EXTRAIT FOURNI:
Jean-Marie Gustave Le Clézio : né en 1940 à Nice. Nationalité franco-mauricienne. Etudes littéraires en France et en Angleterre. Diplôme d’études supérieures sur Henri Michaux. Service militaire en Thaïlande et au Mexique. Séjours chez les Indiens du Panama. Vit à Nice et au Nouveau Mexique. Dix-huit livres, romans, essais, nouvelles, éditions de textes indiens, depuis le Procès-verbal, prix Renaudot 1963. A une exception près (Hai, chez Skira), tous publiés chez Gallimard. Vient de paraître : Relation de Michoacan, et le Chercheur d’or. Sur les lectures de Le Clézio, on peut consulter Conversations avec J.-M.-G. Le Clézio, par Pierre Lhostel (Mercure de France, 1971).

ENREGISTREMENTS:
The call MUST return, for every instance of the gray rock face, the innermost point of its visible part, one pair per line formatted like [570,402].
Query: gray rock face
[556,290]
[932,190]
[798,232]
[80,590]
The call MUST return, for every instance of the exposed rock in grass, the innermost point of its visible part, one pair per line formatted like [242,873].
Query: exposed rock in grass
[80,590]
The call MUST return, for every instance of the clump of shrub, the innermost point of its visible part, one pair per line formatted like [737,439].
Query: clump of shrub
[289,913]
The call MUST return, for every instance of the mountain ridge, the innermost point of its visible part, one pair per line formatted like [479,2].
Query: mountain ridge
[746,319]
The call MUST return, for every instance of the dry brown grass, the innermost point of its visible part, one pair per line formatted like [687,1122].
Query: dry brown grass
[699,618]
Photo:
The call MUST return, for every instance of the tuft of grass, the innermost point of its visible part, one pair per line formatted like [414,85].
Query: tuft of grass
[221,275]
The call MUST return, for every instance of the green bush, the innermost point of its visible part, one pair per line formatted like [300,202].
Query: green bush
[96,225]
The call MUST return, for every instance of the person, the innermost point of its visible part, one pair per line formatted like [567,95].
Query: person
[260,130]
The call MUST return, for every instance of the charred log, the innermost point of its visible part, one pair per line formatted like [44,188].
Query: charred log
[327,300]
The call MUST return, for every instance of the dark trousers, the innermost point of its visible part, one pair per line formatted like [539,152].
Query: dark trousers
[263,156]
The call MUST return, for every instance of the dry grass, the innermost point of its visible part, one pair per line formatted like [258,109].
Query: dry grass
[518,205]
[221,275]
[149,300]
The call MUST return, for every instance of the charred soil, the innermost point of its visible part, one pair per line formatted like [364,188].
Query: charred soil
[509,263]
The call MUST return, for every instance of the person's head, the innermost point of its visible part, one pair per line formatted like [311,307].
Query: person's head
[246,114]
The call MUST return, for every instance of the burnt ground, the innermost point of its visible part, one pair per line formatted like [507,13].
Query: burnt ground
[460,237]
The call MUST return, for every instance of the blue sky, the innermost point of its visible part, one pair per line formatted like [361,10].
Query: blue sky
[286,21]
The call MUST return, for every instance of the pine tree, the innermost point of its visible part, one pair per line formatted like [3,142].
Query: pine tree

CONSIGNE A: Traduisez en anglais la phrase suivante de l'extrait fourni : « Service militaire en Thaïlande et au Mexique. »
CONSIGNE B:
Répondez aux questions suivantes d'après l'extrait fourni.
(i) En quelle année et dans quelle ville Le Clézio est-il né ?
(ii) Quel prix le Procès-verbal a-t-il obtenu, et en quelle année ?
(iii) Quel livre fait exception parmi les ouvrages publiés chez Gallimard ?
CONSIGNE C: Citez le passage de l'extrait fourni qui s'ouvre sur les mots « Jean-Marie Gustave Le » et se clôt sur « de France, 1971). ».
Les enregistrements proviennent d'une autre source que l'extrait fourni.

RÉSULTAT A: Military service in Thailand and Mexico.

RÉSULTAT B:
(i) En 1940, à Nice.
(ii) Le prix Renaudot, en 1963.
(iii) Hai, paru chez Skira.

RÉSULTAT C:
Jean-Marie Gustave Le Clézio : né en 1940 à Nice. Nationalité franco-mauricienne. Etudes littéraires en France et en Angleterre. Diplôme d’études supérieures sur Henri Michaux. Service militaire en Thaïlande et au Mexique. Séjours chez les Indiens du Panama. Vit à Nice et au Nouveau Mexique. Dix-huit livres, romans, essais, nouvelles, éditions de textes indiens, depuis le Procès-verbal, prix Renaudot 1963. A une exception près (Hai, chez Skira), tous publiés chez Gallimard. Vient de paraître : Relation de Michoacan, et le Chercheur d’or. Sur les lectures de Le Clézio, on peut consulter Conversations avec J.-M.-G. Le Clézio, par Pierre Lhostel (Mercure de France, 1971).